* start *
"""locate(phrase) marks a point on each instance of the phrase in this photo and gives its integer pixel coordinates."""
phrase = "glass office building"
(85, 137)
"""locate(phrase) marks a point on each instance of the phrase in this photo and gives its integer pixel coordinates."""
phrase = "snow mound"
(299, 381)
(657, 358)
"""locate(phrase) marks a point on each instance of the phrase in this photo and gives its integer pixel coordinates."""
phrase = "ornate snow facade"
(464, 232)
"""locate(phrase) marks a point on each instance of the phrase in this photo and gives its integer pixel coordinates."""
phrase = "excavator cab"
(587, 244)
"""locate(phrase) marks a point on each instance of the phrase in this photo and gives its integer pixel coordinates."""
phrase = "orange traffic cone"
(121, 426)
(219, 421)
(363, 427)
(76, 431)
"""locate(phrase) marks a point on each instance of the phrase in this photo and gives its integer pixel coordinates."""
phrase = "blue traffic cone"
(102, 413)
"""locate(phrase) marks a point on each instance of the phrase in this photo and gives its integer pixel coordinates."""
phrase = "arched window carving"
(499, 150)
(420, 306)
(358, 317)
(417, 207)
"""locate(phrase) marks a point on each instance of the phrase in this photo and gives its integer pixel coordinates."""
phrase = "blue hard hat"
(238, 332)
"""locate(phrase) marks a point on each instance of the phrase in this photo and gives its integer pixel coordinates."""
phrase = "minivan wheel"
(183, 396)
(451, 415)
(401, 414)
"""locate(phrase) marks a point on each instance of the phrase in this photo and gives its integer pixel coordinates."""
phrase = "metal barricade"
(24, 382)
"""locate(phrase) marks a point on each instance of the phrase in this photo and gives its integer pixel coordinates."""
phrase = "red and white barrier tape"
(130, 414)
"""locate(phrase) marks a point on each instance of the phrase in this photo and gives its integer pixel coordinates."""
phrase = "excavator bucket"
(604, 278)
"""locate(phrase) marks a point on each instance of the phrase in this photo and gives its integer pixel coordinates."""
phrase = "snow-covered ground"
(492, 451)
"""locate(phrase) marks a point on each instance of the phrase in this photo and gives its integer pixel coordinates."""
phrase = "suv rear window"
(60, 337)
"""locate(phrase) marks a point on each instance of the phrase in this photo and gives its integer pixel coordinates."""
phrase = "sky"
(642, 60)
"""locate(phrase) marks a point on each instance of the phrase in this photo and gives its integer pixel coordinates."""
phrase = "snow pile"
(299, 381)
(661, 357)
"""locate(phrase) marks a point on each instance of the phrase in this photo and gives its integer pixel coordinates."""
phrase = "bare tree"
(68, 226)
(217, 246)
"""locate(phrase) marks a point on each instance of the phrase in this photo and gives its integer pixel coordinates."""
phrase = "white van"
* end *
PROBLEM TO SOLVE> Report every line in the listing above that contains the word "window".

EXERCISE RESPONSE>
phrase = "arched window carving"
phrase = "suv rear window"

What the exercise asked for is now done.